(Extracted data entries)
================================

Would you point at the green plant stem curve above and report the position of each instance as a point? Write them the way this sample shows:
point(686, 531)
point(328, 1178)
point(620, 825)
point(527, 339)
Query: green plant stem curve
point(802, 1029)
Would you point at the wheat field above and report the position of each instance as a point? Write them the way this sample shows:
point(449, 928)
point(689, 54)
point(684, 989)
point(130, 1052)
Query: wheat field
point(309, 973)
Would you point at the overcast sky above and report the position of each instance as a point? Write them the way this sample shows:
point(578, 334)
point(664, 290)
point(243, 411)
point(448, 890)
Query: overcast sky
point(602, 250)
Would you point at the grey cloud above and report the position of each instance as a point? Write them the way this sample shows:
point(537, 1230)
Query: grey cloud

================================

TASK DETAILS = Can you quote exactly the lines from the one containing "Would you point at the wheat" through the last line of the records above, and nothing else?

COMPLETE RESPONSE =
Would you point at the wheat field above and report the position of each instance as a point? Write them the way this sample shows:
point(449, 928)
point(689, 54)
point(684, 989)
point(130, 1052)
Query: wheat field
point(309, 973)
Would you point at the overcast sky above and report the position of each instance as a point? Write them the way this sample shows:
point(578, 334)
point(664, 290)
point(243, 411)
point(448, 890)
Query: overcast sky
point(602, 250)
Would you point at the grey cloud above and report the position of each instance as a point? Write them the way this sample shows:
point(537, 1230)
Query: grey cloud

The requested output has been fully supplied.